Stored data —

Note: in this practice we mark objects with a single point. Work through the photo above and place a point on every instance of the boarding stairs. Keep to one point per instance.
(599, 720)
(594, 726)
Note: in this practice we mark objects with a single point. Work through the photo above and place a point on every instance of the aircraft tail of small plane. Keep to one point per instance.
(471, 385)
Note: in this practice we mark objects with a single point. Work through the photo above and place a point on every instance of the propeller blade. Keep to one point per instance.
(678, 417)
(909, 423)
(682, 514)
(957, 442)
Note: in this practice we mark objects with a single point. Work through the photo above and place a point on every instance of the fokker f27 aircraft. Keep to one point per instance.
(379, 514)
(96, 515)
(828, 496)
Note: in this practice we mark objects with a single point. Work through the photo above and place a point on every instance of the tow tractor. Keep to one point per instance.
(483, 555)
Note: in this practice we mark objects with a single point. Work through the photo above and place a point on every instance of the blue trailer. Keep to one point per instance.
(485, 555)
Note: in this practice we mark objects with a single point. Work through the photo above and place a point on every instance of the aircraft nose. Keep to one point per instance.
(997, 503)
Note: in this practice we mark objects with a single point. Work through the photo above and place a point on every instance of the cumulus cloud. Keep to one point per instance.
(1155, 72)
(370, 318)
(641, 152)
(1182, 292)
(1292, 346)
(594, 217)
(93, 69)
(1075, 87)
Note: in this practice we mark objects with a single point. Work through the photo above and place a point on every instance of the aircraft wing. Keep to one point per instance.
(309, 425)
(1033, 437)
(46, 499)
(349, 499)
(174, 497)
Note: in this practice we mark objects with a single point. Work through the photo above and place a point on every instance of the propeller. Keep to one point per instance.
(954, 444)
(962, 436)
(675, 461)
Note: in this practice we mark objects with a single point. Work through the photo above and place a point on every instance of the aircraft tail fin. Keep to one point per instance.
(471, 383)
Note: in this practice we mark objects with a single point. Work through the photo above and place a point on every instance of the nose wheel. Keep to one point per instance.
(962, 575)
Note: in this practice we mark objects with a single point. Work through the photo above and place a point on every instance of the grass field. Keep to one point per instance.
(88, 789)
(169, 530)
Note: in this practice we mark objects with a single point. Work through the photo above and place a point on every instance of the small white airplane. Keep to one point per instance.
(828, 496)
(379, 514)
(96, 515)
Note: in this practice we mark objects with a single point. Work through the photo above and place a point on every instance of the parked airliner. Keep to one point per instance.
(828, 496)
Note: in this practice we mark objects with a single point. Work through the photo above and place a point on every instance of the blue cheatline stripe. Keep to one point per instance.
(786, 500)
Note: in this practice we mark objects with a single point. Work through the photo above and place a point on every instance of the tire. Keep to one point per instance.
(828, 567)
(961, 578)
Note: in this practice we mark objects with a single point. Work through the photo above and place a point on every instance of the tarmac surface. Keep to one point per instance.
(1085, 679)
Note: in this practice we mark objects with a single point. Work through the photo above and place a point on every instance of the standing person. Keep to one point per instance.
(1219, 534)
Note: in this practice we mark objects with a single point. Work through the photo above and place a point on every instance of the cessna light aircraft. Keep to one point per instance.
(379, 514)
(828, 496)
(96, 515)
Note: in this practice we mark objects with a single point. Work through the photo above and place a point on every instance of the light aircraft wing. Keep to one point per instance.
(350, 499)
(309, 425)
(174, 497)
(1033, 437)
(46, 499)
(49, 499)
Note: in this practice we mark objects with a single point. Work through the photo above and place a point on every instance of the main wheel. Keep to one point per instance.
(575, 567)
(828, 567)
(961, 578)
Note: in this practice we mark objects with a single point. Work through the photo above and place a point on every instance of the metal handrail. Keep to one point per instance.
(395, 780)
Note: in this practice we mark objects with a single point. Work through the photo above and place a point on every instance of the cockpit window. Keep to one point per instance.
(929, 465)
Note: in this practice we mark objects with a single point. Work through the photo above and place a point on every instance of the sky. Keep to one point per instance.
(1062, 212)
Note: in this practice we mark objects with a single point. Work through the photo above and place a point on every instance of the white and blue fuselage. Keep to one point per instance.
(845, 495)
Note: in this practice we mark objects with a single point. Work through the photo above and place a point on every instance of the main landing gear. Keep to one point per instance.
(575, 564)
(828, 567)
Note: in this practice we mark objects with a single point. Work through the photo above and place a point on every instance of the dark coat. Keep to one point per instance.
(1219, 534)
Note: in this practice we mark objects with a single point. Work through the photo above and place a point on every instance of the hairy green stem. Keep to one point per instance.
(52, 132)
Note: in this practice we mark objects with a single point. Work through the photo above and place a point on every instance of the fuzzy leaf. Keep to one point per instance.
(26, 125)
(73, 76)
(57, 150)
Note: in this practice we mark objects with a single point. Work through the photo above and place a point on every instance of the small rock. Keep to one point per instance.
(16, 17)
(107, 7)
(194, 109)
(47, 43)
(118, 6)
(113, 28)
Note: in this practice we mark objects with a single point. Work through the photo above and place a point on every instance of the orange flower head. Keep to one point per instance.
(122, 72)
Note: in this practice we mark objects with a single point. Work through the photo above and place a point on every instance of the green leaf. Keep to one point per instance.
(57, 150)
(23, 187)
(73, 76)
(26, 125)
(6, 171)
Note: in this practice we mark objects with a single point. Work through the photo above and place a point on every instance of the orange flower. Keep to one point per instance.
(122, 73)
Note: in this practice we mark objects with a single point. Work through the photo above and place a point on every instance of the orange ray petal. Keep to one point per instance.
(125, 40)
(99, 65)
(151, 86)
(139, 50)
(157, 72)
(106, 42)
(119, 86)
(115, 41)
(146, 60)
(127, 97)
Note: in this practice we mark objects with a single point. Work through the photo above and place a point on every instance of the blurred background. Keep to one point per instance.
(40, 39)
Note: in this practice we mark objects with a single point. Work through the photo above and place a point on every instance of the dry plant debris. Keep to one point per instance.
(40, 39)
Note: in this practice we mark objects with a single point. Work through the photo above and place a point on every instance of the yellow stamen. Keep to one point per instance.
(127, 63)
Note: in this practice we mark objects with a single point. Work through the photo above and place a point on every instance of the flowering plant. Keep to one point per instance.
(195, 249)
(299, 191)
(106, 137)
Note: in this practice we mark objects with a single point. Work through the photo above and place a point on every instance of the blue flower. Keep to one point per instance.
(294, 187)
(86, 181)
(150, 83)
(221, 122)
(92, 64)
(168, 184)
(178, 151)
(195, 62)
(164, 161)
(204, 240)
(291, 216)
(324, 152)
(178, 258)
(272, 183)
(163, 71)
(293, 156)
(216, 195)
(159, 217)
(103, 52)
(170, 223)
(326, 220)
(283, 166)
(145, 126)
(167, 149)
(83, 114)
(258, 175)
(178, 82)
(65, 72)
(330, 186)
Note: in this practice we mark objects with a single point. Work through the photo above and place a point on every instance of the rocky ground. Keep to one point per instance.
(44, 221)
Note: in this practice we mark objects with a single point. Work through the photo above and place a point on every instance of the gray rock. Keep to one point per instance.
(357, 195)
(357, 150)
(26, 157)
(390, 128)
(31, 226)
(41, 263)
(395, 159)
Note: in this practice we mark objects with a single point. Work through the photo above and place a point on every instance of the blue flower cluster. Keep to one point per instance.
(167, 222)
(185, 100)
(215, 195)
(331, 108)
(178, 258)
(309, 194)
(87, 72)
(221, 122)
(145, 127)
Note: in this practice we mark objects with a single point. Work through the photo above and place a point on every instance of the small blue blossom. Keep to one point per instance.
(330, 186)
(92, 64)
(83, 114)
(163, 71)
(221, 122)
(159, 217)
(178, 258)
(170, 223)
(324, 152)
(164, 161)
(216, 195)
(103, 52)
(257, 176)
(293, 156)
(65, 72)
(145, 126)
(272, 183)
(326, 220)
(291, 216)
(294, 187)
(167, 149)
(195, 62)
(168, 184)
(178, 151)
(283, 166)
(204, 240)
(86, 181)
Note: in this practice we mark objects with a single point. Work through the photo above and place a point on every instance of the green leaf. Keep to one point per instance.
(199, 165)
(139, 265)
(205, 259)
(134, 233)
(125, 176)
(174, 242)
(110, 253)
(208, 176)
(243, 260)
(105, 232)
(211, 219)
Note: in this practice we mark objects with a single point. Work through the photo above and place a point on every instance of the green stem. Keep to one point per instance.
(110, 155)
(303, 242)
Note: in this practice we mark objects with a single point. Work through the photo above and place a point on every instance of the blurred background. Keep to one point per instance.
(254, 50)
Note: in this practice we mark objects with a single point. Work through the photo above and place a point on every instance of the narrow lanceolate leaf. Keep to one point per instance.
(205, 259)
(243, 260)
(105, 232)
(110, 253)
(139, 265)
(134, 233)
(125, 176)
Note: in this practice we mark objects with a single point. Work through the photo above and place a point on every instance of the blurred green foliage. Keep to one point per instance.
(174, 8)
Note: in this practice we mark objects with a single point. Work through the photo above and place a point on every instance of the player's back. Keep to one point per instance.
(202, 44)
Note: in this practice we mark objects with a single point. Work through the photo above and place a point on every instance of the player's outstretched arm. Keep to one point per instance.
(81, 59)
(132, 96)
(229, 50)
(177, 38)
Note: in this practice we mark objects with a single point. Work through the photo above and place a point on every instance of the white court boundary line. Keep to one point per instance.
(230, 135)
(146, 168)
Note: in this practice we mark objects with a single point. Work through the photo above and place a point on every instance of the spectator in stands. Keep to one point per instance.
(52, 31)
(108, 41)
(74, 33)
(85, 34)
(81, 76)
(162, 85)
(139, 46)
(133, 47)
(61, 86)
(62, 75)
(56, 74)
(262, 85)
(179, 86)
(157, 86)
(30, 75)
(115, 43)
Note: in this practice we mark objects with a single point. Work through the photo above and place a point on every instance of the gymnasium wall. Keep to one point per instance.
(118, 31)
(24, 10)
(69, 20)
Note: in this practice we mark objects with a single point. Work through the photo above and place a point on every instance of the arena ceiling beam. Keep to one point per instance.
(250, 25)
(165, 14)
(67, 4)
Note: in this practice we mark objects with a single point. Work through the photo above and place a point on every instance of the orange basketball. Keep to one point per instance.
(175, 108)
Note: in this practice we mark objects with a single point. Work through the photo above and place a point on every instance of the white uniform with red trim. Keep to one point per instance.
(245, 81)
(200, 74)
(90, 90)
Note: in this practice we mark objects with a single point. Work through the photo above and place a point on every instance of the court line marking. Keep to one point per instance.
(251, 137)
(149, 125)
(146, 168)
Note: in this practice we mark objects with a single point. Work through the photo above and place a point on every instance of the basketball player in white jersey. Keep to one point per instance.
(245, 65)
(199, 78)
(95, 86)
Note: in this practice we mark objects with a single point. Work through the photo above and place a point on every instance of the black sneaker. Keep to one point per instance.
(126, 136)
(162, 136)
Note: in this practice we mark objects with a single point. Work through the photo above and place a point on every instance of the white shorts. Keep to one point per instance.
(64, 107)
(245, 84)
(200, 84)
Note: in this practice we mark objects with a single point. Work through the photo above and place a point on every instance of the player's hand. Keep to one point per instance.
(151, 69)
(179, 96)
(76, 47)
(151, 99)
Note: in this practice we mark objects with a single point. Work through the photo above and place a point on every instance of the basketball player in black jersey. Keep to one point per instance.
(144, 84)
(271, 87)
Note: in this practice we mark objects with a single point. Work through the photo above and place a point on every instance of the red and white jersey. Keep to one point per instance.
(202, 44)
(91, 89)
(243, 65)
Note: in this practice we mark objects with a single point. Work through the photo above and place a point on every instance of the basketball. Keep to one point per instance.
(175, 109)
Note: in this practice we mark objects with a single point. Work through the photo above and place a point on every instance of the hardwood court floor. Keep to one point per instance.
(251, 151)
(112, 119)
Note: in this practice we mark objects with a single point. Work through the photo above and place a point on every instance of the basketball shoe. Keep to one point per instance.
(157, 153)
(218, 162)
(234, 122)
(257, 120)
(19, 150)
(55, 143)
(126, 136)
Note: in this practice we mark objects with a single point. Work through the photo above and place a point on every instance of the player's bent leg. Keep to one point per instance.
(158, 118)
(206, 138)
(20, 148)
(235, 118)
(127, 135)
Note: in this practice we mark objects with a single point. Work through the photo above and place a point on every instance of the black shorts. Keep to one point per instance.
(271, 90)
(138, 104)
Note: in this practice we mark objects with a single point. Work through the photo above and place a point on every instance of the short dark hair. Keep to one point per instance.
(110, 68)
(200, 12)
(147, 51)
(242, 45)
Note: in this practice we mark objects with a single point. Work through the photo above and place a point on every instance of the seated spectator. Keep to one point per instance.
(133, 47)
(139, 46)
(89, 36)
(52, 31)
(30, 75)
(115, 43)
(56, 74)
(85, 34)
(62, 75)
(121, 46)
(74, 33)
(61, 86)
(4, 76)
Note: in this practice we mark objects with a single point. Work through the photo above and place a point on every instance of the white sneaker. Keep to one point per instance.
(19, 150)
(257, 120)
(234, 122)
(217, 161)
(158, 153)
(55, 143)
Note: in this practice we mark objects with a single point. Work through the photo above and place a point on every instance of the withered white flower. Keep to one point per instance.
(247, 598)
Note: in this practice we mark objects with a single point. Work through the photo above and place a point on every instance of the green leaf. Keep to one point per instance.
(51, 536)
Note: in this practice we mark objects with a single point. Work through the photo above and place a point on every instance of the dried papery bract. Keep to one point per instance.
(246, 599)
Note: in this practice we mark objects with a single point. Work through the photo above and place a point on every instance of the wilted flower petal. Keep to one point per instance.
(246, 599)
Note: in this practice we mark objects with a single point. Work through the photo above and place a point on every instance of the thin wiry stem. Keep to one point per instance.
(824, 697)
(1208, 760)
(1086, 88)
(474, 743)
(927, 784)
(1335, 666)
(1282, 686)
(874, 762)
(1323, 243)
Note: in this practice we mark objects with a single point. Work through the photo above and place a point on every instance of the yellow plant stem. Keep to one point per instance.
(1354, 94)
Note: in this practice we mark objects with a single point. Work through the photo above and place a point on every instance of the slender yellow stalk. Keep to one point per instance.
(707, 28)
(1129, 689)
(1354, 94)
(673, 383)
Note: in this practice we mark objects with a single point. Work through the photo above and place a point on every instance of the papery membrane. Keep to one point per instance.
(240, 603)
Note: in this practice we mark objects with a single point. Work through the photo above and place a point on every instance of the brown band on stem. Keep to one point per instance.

Your task — Print the line containing "wiry stem. Keep to one point per instance." and every line after it to the end of the records above, exactly as written, and nothing else.

Exercise output —
Note: in this practice we mark objects with a single point. Work through the photo above and place a point on every instance of the thin wiry stem. Keep to one point per instance.
(824, 697)
(1208, 760)
(1086, 88)
(474, 743)
(927, 784)
(1335, 666)
(1282, 686)
(874, 762)
(1323, 243)
Note: in this practice we mark objects with a single point. Work through the photo above and place a point on every instance of the yellow plant stem. Keep to one point per instance.
(1354, 94)
Note: in this practice we mark objects with a single point. Work through the photo above and place a point on every instance of the slender yellow stalk. Keep to one point per instance.
(707, 28)
(1129, 689)
(1354, 94)
(673, 383)
Note: in this practice we mark objects with a single point. Work through the photo above and place a point on every instance of the papery membrane. Keep to one point per instance.
(240, 603)
Note: in this practice we mark objects with a single point. Work through the photo above and place a point on every instance of the brown band on stem. Keep to one point per instance.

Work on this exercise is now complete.